**Work instruction:** Every line in the records below with the string "resolution" needs to be copied out.

**Source data:**
▽

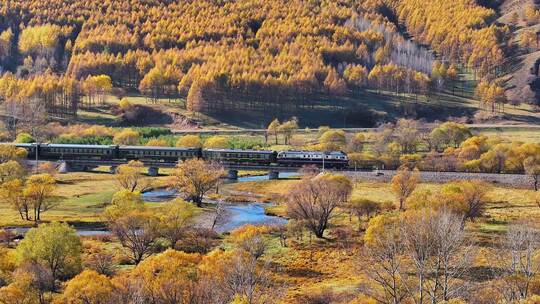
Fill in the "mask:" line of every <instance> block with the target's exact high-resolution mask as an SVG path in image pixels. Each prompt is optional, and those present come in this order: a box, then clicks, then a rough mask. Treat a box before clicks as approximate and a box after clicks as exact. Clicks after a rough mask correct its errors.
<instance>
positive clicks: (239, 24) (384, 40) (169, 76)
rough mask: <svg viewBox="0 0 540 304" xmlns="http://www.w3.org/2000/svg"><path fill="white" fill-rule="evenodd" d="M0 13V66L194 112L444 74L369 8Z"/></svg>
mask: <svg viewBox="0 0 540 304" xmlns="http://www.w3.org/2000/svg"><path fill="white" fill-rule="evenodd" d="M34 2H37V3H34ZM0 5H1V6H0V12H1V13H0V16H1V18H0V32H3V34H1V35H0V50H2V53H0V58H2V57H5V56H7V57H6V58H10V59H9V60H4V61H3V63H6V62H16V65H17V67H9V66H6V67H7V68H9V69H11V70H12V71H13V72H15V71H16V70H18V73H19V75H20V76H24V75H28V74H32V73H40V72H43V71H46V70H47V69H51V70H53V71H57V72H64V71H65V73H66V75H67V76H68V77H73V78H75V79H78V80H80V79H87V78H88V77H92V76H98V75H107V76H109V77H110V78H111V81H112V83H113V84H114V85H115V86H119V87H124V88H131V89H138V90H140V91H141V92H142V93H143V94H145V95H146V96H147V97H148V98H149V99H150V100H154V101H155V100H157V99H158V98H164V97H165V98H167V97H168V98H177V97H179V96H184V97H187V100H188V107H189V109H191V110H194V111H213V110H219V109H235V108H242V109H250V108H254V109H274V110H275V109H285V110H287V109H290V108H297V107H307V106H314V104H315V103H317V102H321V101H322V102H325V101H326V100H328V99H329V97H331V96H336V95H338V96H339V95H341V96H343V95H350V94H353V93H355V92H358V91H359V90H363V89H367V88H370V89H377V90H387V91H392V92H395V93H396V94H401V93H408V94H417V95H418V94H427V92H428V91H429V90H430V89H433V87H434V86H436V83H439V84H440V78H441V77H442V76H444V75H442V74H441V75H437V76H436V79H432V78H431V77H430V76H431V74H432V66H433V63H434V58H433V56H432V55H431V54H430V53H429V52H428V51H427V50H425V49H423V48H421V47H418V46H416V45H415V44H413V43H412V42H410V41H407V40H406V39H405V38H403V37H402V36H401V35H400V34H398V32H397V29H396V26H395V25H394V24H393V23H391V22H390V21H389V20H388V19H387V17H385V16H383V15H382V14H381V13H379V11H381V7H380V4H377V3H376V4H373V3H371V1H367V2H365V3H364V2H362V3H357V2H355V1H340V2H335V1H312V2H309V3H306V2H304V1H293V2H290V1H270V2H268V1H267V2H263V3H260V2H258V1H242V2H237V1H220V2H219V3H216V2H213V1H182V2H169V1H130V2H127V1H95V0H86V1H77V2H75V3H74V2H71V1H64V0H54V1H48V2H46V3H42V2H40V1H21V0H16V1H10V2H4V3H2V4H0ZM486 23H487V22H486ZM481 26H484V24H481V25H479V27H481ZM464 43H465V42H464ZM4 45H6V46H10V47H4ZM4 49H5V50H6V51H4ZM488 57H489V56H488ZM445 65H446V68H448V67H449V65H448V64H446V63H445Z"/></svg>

△
▽

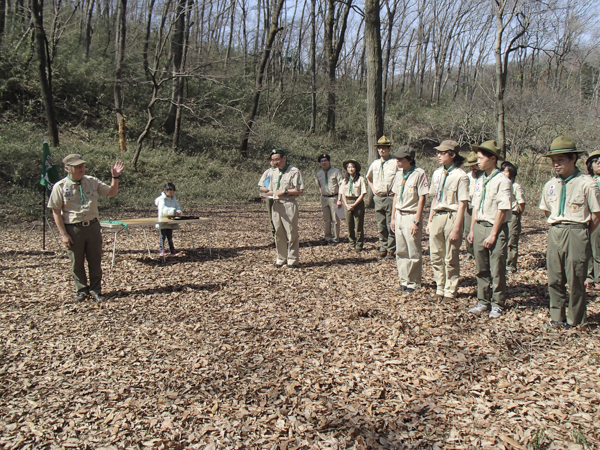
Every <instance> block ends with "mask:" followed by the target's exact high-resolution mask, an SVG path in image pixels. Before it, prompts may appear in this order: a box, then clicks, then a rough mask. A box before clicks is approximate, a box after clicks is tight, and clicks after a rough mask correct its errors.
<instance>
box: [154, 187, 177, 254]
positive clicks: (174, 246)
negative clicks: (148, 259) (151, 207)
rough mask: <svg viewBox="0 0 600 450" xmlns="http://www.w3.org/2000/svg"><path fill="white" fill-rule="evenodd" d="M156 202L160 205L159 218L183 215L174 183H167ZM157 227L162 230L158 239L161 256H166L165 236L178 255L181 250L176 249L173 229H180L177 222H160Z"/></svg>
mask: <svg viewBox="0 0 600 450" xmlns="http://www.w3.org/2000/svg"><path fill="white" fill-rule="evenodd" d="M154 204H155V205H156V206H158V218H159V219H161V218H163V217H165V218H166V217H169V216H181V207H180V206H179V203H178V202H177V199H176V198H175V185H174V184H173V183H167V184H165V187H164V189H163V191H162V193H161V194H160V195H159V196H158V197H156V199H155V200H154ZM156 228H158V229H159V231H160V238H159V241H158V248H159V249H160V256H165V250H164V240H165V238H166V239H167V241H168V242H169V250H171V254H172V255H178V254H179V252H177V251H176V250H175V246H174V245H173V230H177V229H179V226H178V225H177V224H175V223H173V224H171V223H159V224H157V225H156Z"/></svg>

△

**Solution to this task:**
Fill in the "mask:" line of every <instance> block with the target's exact high-resolution mask as an SVG path in image pixels. Each prompt is optional, and those present come in this order: a box, then clicks, then a rough mask. Treat a box before clicks as approximate and a box after clicks as exact. Clicks after a rough mask correct its errors.
Every <instance> block ends with "mask:" followed by the target's exact high-resolution mask, an SVG path in image pixels. Before it, prompts may appear in this order: a box, then clicks, then a rough mask. A box before clicks is approximate, a box after clicks is tight, and clicks after a rough mask correct its errors.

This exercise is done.